Data rows:
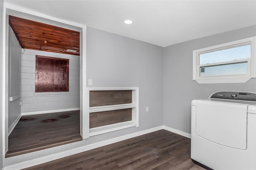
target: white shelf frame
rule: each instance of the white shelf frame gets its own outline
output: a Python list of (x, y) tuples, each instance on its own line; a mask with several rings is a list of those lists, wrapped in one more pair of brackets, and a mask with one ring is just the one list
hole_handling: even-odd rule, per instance
[(109, 106), (90, 107), (88, 111), (87, 121), (90, 124), (90, 113), (116, 110), (132, 109), (132, 121), (88, 128), (89, 136), (97, 135), (131, 127), (139, 127), (139, 88), (138, 87), (92, 87), (88, 88), (88, 106), (90, 105), (90, 91), (131, 90), (131, 103), (111, 105)]

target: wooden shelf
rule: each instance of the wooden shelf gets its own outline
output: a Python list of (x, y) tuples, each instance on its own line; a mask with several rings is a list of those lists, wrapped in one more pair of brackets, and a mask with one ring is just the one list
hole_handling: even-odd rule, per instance
[(132, 121), (122, 122), (108, 125), (103, 126), (90, 129), (90, 136), (97, 135), (118, 130), (137, 126), (137, 124)]
[[(89, 95), (88, 98), (88, 105), (91, 106), (89, 107), (87, 112), (88, 123), (92, 127), (87, 129), (87, 138), (139, 127), (138, 87), (90, 88), (88, 90), (88, 93), (92, 95)], [(91, 91), (98, 91), (90, 93)], [(103, 91), (102, 93), (100, 91)], [(128, 111), (126, 109), (130, 109), (130, 113), (128, 113)], [(116, 112), (117, 111), (118, 112)], [(114, 112), (110, 113), (108, 112)], [(113, 118), (111, 117), (113, 115), (118, 116), (117, 113), (118, 114), (120, 113), (120, 117), (116, 119), (117, 121), (113, 121)]]
[(94, 113), (95, 112), (104, 112), (105, 111), (134, 108), (135, 107), (136, 107), (136, 105), (133, 103), (110, 105), (109, 106), (97, 106), (95, 107), (90, 107), (89, 108), (89, 112), (90, 113)]

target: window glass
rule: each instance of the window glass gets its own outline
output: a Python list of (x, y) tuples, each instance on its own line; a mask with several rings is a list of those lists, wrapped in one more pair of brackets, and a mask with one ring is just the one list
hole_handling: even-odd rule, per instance
[(247, 74), (247, 62), (200, 67), (200, 77), (242, 75)]
[[(247, 44), (199, 55), (199, 65), (211, 64), (251, 58), (251, 45)], [(222, 66), (222, 67), (227, 66)], [(215, 67), (218, 69), (219, 66)], [(200, 75), (201, 76), (201, 75)]]

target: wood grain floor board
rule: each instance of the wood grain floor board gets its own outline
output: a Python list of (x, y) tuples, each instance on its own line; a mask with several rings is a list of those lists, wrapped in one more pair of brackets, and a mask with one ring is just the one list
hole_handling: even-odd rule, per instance
[(162, 130), (25, 169), (204, 170), (191, 160), (190, 145)]

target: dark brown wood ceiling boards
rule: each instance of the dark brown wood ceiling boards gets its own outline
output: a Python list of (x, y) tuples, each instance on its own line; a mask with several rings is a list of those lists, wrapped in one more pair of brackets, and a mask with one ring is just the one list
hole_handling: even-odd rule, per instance
[(80, 55), (79, 32), (11, 16), (9, 23), (22, 48)]

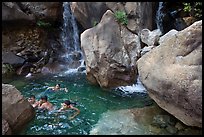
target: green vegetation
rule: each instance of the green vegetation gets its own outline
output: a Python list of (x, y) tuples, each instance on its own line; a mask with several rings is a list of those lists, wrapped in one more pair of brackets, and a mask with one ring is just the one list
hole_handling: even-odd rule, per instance
[(127, 15), (124, 11), (116, 11), (114, 16), (117, 19), (117, 21), (121, 23), (122, 25), (128, 24)]
[(183, 2), (183, 10), (196, 19), (202, 19), (202, 2)]
[(46, 27), (50, 27), (51, 24), (49, 22), (45, 22), (45, 21), (42, 21), (42, 20), (38, 20), (37, 21), (37, 26), (38, 27), (42, 27), (42, 28), (46, 28)]

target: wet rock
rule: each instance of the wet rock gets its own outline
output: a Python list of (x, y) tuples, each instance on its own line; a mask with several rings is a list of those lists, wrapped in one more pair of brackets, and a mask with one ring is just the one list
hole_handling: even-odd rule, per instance
[(3, 52), (2, 53), (2, 63), (11, 64), (14, 67), (20, 67), (24, 64), (25, 59), (15, 55), (12, 52)]
[(171, 135), (174, 135), (174, 134), (177, 133), (177, 129), (176, 129), (174, 126), (168, 125), (168, 126), (166, 127), (166, 130), (167, 130)]
[(12, 85), (2, 84), (2, 118), (8, 122), (11, 130), (22, 129), (34, 116), (34, 108), (20, 91)]
[(2, 118), (2, 135), (11, 135), (11, 134), (12, 132), (8, 122)]
[(202, 20), (164, 38), (137, 65), (161, 108), (188, 126), (202, 127)]
[(91, 83), (114, 88), (135, 81), (139, 37), (120, 26), (113, 12), (108, 10), (96, 27), (84, 31), (81, 44)]

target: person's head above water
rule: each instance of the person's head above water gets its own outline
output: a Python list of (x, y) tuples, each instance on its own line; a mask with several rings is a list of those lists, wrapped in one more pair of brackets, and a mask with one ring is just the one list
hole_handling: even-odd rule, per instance
[(30, 103), (34, 103), (34, 102), (35, 102), (35, 95), (30, 95), (28, 101), (29, 101)]
[(55, 88), (60, 89), (60, 84), (56, 84)]

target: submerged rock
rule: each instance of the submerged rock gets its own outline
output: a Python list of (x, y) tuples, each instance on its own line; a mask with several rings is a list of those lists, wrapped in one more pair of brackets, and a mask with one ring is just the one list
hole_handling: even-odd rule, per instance
[(202, 128), (202, 20), (159, 43), (138, 60), (141, 82), (161, 108)]

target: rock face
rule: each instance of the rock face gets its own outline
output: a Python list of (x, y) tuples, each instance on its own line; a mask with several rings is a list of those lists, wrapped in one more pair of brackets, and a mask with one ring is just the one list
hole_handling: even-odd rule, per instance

Prompt: Reproduce the material above line for line, without any change, and leave out the pictures.

The response:
target: white shelf frame
rule: each instance of the white shelf frame gets its own outline
output: a Python list of (x, y) tuples, each instance on its own line; a mask with several rings is a list of those lists, wrapped in one more pair of brackets, and a mask with one ring is just the one list
hole_handling: even-odd rule, per instance
[(109, 106), (90, 107), (88, 111), (87, 121), (90, 124), (90, 113), (116, 110), (132, 109), (132, 121), (88, 128), (89, 136), (97, 135), (131, 127), (139, 127), (139, 88), (138, 87), (92, 87), (88, 88), (88, 106), (90, 105), (90, 91), (131, 90), (131, 103), (111, 105)]

target: wooden shelf
rule: each instance of the wooden shelf gets its own outline
output: a Python list of (x, y) tuples, each instance on its own line; a mask with several rings is a list of those lists, wrapped in one more pair of brackets, and a mask with one ring is just the one list
hole_handling: even-odd rule, per instance
[(132, 121), (122, 122), (108, 125), (103, 126), (90, 129), (90, 136), (97, 135), (118, 130), (137, 126), (137, 124)]
[[(89, 95), (88, 98), (88, 105), (91, 106), (89, 107), (87, 112), (88, 123), (92, 127), (87, 129), (87, 138), (139, 127), (138, 87), (90, 88), (88, 90), (88, 93), (92, 95)], [(91, 91), (98, 91), (90, 93)], [(103, 91), (102, 93), (100, 91)], [(128, 111), (126, 109), (130, 109), (130, 113), (128, 113)], [(116, 112), (117, 111), (118, 112)], [(114, 112), (110, 113), (108, 112)], [(113, 118), (111, 117), (113, 115), (118, 116), (117, 113), (118, 114), (120, 113), (120, 117), (116, 119), (117, 121), (113, 121)]]
[(94, 113), (95, 112), (104, 112), (105, 111), (134, 108), (135, 107), (136, 107), (136, 105), (133, 103), (110, 105), (109, 106), (97, 106), (95, 107), (90, 107), (89, 108), (89, 112), (90, 113)]

target: window glass
rule: each instance of the window glass gets its own outline
output: a Python list of (x, y) tuples, each instance on its own line; a mask with several rings is a list of those lists, wrapped in one more pair of brackets, and a mask with one ring is just the one list
hole_handling: even-odd rule, per instance
[(247, 74), (247, 62), (200, 67), (200, 77), (242, 75)]
[[(247, 44), (199, 55), (199, 65), (211, 64), (251, 58), (251, 45)], [(222, 66), (222, 67), (227, 66)], [(215, 67), (218, 69), (219, 66)], [(200, 75), (201, 76), (201, 75)]]

target: wood grain floor board
rule: each instance of the wood grain floor board gets its own outline
output: a Python list of (x, y) tuples, each instance on its own line; a mask with several rings is a list of those lists, wrapped in one more pair of brackets, and a mask with one ring is just the one list
hole_handling: even-odd rule, per instance
[(162, 130), (25, 169), (204, 170), (191, 160), (190, 145)]

target: dark brown wood ceiling boards
rule: each instance of the dark brown wood ceiling boards gets its own outline
output: a Python list of (x, y) tuples, each instance on its own line; a mask with several rings is a list of those lists, wrapped in one more pair of brackets, and a mask with one ring is just the one list
hole_handling: even-odd rule, per instance
[(80, 55), (79, 32), (11, 16), (9, 23), (22, 48)]

target: green vegetation
rule: each instance of the green vegetation gets its own outline
output: a Python list of (x, y) tuples, each instance on its own line; a mask with several rings is a list of those lists, wrapped in one more pair of brackets, and a mask with one ring is just the one list
hole_handling: even-odd rule, per instance
[(127, 15), (124, 11), (116, 11), (114, 16), (117, 19), (117, 21), (121, 23), (122, 25), (128, 24)]
[(183, 2), (183, 10), (196, 19), (202, 19), (202, 2)]
[(46, 27), (50, 27), (51, 24), (49, 22), (45, 22), (45, 21), (42, 21), (42, 20), (38, 20), (37, 21), (37, 26), (38, 27), (42, 27), (42, 28), (46, 28)]

target: wet rock
rule: each instance of the wet rock gets its own outline
output: a Python list of (x, y) tuples, each instance on its own line; a mask with several rings is a list of those lists, wrapped in one more pair of brackets, and a mask with one ring is just the one list
hole_handling: even-odd rule, per instance
[(3, 52), (2, 53), (2, 63), (11, 64), (14, 67), (20, 67), (24, 64), (25, 59), (15, 55), (12, 52)]
[(171, 135), (174, 135), (174, 134), (177, 133), (177, 129), (176, 129), (174, 126), (168, 125), (168, 126), (166, 127), (166, 130), (167, 130)]
[(12, 85), (2, 84), (2, 118), (8, 122), (11, 130), (22, 129), (34, 116), (34, 108), (20, 91)]
[(2, 118), (2, 135), (11, 135), (11, 134), (12, 132), (8, 122)]
[(202, 20), (164, 38), (137, 65), (161, 108), (188, 126), (202, 127)]
[(91, 83), (114, 88), (135, 81), (139, 37), (120, 26), (113, 12), (108, 10), (96, 27), (84, 31), (81, 44)]

target: person's head above water
rule: each instance of the person's head above water gets its own outline
output: a Python list of (x, y) tuples, each instance on its own line; a mask with several rings is a list of those lists, wrapped in one more pair of brackets, and a mask with one ring is just the one list
hole_handling: even-odd rule, per instance
[(30, 103), (34, 103), (34, 102), (35, 102), (35, 95), (30, 95), (28, 101), (29, 101)]
[(55, 88), (60, 89), (60, 84), (56, 84)]

target: submerged rock
rule: each instance of the submerged rock gets its own outline
output: a Python list of (x, y) tuples, each instance on its own line; a mask with several rings is a list of those lists, wrapped in one more pair of brackets, and a mask with one ring is just the one list
hole_handling: even-odd rule, per instance
[(202, 128), (202, 20), (159, 43), (138, 60), (141, 82), (161, 108)]

target: rock face
rule: each instance of the rock face gets its own outline
output: a Python list of (x, y) tuples, each instance on its own line; a mask with several rings is a list of those lists, wrapped in one more pair of brackets, and a mask with one ring is just the one list
hole_handling: even-odd rule, per instance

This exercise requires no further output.